→ **Complete the following**:
A) From the passage on tiki history, list every country, state, city, island, and region it names, each one once.
B) Write out the part of the passage on tiki history starting at "To fully understand" and ending at "during his travels.".

##### Text passage #####

For most, the word "tiki" conjures a less than positive image: saccharine Mai Tais and Bahama Mamas served in chintzy glassware at chain restaurants and Disney World. In fact, most people under the age of 40 can’t even name a tiki cocktail, much less do they understand the provenance of these tropical drinks. Since the 1980s, tiki culture has largely been buried, dismissed by children of that era as square.
But now, decades later, tiki is having a moment—again. From the proliferation of tiki bars across the country to Don Draper drinking Mai Tais on the beach in Hawaii to Polynesian-themed clothing and furniture and, of course, the cocktails that ruled American pop-culture for much of the early-to-mid-20th century. Tiki is back in style. But what defines tiki culture, if not the syrupy-sweet umbrella drinks served in Hurricane glasses at Joe’s Crab Shack?
To fully understand tiki drinks and the culture that spread from its signature fruity, tropical creations first stirred by Don The Beachcomber in Hollywood, California, one must understand the cultural phenomenon that tiki became during in the 1930s.
According to tiki historian Jeff "Beach Bum" Berry, tiki originated in the throes of the Great Depression, following the end of Prohibition. Don The Beachcomber hit Hollywood in 1934 as a refuge for Donn Beach—born Ernest Raymond Beaumont Gantt—to share his love of Polynesia, specifically Tahiti. Gantt had been a bootlegger during Prohibition and traveled widely in the South Pacific, even working as a beachcomber for a time in Tahiti. When he returned to the United States, the newly-christened Donn Beach opened the country’s first tiki bar as a place to display the artifacts collected during his travels.

##### Extracted records #####

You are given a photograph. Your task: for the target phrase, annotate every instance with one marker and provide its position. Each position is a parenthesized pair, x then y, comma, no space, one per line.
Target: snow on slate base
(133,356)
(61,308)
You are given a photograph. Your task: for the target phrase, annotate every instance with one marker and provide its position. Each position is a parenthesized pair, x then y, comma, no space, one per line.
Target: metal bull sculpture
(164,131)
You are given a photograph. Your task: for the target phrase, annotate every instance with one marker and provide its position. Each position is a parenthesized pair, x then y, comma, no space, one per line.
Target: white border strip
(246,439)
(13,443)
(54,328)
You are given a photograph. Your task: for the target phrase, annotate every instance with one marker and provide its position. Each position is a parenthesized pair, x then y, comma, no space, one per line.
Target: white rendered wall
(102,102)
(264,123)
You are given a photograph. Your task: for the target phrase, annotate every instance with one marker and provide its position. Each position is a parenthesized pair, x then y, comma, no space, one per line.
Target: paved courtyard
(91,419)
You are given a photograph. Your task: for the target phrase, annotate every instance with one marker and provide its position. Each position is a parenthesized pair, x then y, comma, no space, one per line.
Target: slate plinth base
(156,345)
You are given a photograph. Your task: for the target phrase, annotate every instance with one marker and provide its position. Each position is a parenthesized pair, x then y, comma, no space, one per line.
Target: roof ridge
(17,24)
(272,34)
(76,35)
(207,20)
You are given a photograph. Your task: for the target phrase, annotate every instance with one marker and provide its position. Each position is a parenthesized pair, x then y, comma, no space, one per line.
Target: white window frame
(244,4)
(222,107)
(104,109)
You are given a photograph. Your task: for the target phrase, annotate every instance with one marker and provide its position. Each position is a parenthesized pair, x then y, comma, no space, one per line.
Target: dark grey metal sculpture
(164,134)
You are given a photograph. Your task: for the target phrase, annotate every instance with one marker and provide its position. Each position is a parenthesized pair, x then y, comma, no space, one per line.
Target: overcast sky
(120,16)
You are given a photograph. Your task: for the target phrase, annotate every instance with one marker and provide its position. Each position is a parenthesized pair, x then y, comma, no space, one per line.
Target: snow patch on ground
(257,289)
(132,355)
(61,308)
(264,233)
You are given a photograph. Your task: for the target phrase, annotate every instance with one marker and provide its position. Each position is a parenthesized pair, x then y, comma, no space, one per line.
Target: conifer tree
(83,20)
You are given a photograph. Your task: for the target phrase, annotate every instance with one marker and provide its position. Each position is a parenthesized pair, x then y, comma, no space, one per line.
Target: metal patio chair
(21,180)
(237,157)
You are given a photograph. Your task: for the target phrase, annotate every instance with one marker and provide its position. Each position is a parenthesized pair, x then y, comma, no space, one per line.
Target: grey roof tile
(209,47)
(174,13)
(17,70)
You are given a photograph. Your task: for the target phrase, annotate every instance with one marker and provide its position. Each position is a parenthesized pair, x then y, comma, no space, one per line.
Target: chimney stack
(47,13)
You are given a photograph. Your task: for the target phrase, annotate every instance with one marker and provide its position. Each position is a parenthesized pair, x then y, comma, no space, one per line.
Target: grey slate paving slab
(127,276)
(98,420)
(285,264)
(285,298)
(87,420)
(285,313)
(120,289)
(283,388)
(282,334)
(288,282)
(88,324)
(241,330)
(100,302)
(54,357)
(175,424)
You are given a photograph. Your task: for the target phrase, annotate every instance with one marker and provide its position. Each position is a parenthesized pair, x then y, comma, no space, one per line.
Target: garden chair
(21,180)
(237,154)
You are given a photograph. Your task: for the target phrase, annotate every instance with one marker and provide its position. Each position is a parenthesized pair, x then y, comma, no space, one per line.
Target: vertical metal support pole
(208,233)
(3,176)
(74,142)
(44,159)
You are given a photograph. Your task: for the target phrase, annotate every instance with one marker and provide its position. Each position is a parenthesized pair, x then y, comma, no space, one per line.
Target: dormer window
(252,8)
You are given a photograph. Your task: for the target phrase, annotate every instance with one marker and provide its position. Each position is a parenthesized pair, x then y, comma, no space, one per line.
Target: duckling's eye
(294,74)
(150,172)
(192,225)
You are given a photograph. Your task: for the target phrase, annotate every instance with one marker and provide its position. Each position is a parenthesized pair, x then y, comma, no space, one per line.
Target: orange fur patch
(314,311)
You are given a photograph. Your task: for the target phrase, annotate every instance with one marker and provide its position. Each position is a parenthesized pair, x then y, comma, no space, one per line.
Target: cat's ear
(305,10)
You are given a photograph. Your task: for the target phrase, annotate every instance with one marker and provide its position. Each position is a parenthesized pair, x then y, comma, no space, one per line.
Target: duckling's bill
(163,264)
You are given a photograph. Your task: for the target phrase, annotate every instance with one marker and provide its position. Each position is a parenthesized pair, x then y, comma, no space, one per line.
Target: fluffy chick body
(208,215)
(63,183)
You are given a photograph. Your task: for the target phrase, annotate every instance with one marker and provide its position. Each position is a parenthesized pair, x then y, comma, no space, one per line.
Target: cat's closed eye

#####

→ **Responses by task**:
A) Hawaii, Hollywood, California, Polynesia, Tahiti, the South Pacific, the United States

B)
To fully understand tiki drinks and the culture that spread from its signature fruity, tropical creations first stirred by Don The Beachcomber in Hollywood, California, one must understand the cultural phenomenon that tiki became during in the 1930s.
According to tiki historian Jeff "Beach Bum" Berry, tiki originated in the throes of the Great Depression, following the end of Prohibition. Don The Beachcomber hit Hollywood in 1934 as a refuge for Donn Beach—born Ernest Raymond Beaumont Gantt—to share his love of Polynesia, specifically Tahiti. Gantt had been a bootlegger during Prohibition and traveled widely in the South Pacific, even working as a beachcomber for a time in Tahiti. When he returned to the United States, the newly-christened Donn Beach opened the country’s first tiki bar as a place to display the artifacts collected during his travels.